TO DO>
1. According to the passage on the Tusi Chieftain Sites, how many generations of Tangya Tusi served as local rulers at the Tangya Tusi Site?
2. Extend the passage on the Tusi Chieftain Sites from its last sentence.

SOURCE PASSAGE>
---

Hailongtun: N 27°48′00″-27°49′12″ , E 106°48′19.9-106°49′48″.
Tangya Tusi Site,:N 29°41'51.01" , E 109°00'36.27" .
Rongmei Tusi Site: N 29°56'16.4" , E 110°04'27.5"
Tusi Chieftain Sites consist of Laosicheng Site in Hunan Province, Hailongtun Site in Guizhou Province, and Tangya Tusi Site and Rongmei Tusi Site in Hubei Province.
(1) Hailongtun Site
(3) Necropolis of Tusi Yang in Bozhou
3. Rongmei Tusi Site and Tangya Tusi Site in Hubei Province
(1) Tangya Tusi Site:
Located at the Tangyasi Village, Jianshan Town, Xianfeng County, Hubei Province. Since the sixth year of Zhizheng Reign of the Yuan Dynasty (AD 1346) till the 13th Year of Yongzheng Reign in the Qing Dynasty (AD 1735), 16 generations of Tangya Tusi served as local rulers there for 389 years. With adjoining Xuanwu Mountain in the west and the Tangya River in the east, the Site covers about 750 thousand square meters, running 1,200-plus meters from east to west and 600-odd meters from south to north. It features a terrain higher in the west and lower in the east. With a symmetrical layout along the east-west axis, the site is divided into three parts: the outer city, inner city and palace city. Clear-cut function zones form a convenient traffic network, marking various zones and courtyards, featuring an overall layout of “three streets, eighteen lanes and thirty-six courtyards”.
(2) Rongmei Tusi Site:
Rongmei Tusi Site is located in Pingshan Village, Rongmei Town of Hefeng County, Hubei Province. Rongmei Tusi Tian existed for 425 years covering 15 generations of 23 Tusi, lasting from the third year of Zhida Reign in the Yuan Dynasty (AD 1310) and the 26th Year of Zhizheng Reign of the Yuan Dynasty (AD 1366) when Rongmei Tusi Tian was respectively officially appointed by the Yuan Dynasty and by the Founder of the Ming Dynasty till Rongmei Tusi was abolished in the 13th Year of Yongzheng Reign of the Qing Dynasty (AD 1735). Currently, the well-preserved sites include the Noble Mansion, Central Mansion, South Mansion, Xiliu City, Wanquan Cave, Wanren Cave, Qingtian Cave, Tianquanshan Fortified Village, Xipingfu Fortified Village, Water-Fortified Village, Jiufeng Bridge scattered within an area of 44 square kilometers. The Noble Mansion first built during Wanli Reign in Ming Dynasty (AD 1573-1620), with its facade facing the street, features a three-entry courtyard built with stones, connected to the reading platform, performing stage, martial art stage and dungeon on both sides, covering about 500 thousand square meters. The mansion distinguishes itself by being built on the basis of a limestone cave.

---

[Extracted records]

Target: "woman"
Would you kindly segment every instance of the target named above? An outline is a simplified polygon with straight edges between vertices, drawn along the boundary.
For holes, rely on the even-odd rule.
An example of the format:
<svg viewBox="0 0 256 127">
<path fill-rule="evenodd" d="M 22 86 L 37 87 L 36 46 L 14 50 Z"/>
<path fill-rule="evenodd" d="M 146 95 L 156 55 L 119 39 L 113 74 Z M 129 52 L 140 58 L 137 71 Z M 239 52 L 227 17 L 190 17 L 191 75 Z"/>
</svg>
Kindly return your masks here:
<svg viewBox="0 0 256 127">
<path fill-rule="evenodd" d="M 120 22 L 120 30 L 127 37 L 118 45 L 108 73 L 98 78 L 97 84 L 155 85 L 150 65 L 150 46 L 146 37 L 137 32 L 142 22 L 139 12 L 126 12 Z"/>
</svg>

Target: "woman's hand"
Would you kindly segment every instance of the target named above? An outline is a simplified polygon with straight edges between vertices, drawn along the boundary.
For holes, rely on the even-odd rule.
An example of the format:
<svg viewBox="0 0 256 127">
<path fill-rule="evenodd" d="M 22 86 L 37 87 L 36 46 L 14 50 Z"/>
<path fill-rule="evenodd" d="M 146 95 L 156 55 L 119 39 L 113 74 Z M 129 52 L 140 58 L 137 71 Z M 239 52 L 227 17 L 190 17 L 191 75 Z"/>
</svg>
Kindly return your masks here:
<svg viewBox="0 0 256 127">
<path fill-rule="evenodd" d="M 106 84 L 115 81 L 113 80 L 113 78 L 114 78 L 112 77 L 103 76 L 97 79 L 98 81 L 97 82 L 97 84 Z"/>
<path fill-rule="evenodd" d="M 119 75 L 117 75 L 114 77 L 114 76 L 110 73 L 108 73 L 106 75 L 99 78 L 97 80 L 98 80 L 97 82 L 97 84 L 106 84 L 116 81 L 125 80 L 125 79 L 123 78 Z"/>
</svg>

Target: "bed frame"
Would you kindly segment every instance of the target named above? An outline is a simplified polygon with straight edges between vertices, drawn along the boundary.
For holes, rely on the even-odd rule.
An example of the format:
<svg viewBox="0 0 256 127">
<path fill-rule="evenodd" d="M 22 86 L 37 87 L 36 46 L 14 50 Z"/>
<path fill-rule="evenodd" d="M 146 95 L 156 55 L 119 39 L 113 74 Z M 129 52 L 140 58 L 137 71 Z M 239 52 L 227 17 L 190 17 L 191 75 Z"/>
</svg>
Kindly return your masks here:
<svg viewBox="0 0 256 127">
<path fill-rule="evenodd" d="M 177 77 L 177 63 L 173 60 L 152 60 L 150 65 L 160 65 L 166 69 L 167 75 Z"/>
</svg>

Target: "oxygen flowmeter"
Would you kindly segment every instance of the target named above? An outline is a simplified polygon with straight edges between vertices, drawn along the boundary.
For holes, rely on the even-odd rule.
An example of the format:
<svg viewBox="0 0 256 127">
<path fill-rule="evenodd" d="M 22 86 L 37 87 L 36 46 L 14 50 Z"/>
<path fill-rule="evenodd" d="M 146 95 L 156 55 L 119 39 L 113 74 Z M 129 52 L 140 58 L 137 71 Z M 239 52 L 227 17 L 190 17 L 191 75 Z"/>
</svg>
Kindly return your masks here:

---

REPLIES>
1. 16 generations

2.
The above Tusi Sites, being outstanding examples of the Tusi cities and architectures in southwest China, took great advantage of the natural geographical conditions and landscape in site selection, planning and construction.
Justification of Outstanding Universal Value
Tusi Sites are a unique witness to Self-ruled Tusi system, which is a special political system adopted by feudal Chinese emperors to govern ethnic minority regions by allowing local tribal leaders to inherit the official positions of the empire. When the system was practiced, the tribal leaders in southwest China appointed as Tusi ruled their tribes on the basis of the empire’s law and proprieties as well as local customs, contributing to the distinctive Tusi political and cultural tradition. The Tusi system embodies political wisdom in handling relationships among ethnic groups in ancient China, laying a solid base for today’s China, a unified multi-ethnic country, and providing insights for the world today on the governance of the multi-ethnic society. As the result and representation of the special political system, the Tusi Sites nominated for inscription on the world heritage list witness the birth, evolution, prosperity and perishing of the Self-ruled Tusi system. The site selection and layout of Tusi buildings have distinctive characteristics. While deeply influenced by Han culture and tradition, they generally showed respect for nature and local conditions. Most Tusi palaces were built along the hillside, mixing with and taking advantages of local topography by making hills the main defensive elements. The Tusi sties tactfully integrated government offices, residential quarters, military fortifications and commercial and transportation facilities into fully-functioning cities within limited space in the mountainous area. They are exceptional examples of mountain cities in ancient China, boasting outstanding universal value.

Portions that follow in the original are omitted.